EXERCISE INSTRUCTIONS -> Copy these lines word for word, starting at the line that contains "white cloud category." and ending after the line that contains "[[0, 143, 165, 248]]".
******
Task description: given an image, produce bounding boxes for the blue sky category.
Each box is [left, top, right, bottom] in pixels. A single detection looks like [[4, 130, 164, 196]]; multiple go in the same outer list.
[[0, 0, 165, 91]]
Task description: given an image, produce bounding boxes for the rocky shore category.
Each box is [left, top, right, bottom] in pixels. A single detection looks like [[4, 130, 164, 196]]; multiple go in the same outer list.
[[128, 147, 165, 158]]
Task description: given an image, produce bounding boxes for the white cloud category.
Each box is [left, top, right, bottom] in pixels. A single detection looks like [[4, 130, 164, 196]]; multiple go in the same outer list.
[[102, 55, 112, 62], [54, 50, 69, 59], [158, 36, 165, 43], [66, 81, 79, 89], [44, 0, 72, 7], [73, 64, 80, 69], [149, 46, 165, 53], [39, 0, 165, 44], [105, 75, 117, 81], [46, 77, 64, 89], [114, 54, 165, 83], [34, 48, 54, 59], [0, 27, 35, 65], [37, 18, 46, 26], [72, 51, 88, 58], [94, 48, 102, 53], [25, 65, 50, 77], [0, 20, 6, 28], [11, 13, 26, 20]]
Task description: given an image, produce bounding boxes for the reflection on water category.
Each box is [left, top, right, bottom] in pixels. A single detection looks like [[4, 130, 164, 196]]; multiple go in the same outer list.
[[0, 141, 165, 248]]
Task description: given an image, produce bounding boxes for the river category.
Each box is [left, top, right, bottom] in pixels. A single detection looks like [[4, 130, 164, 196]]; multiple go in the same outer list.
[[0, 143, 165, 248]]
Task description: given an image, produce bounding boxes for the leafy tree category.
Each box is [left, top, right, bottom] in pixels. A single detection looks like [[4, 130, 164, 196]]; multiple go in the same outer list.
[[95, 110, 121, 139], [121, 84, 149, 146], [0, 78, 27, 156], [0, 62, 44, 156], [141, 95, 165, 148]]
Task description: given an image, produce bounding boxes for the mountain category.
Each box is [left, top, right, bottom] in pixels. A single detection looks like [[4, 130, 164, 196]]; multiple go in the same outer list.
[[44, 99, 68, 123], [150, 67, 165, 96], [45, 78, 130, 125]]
******
WRITTEN RESPONSE ->
Task description: given an image, produce bounding boxes for the white cloud category.
Each box is [left, top, right, bottom] in pixels. A single detection looks like [[4, 130, 164, 196]]; multiple go in the same outer list.
[[102, 55, 112, 62], [54, 50, 69, 59], [158, 36, 165, 43], [66, 81, 79, 89], [44, 0, 72, 7], [73, 64, 80, 69], [149, 46, 165, 53], [39, 0, 165, 44], [105, 75, 117, 81], [46, 77, 64, 89], [114, 54, 165, 83], [34, 48, 54, 59], [0, 27, 35, 65], [37, 18, 46, 26], [72, 51, 88, 58], [94, 48, 102, 53], [25, 65, 50, 77], [0, 20, 6, 28], [11, 13, 26, 20]]
Task description: given an image, produce bounding boxes for the reflection on water category.
Each box is [left, top, right, bottom] in pixels. A single detection looks like [[4, 130, 164, 196]]; multiple go in the same outer list.
[[0, 141, 165, 248]]
Task description: given an image, produce bounding boxes for the river category.
Each box is [left, top, right, bottom] in pixels. A single detection looks like [[4, 130, 164, 196]]; multiple go in the same outer list.
[[0, 143, 165, 248]]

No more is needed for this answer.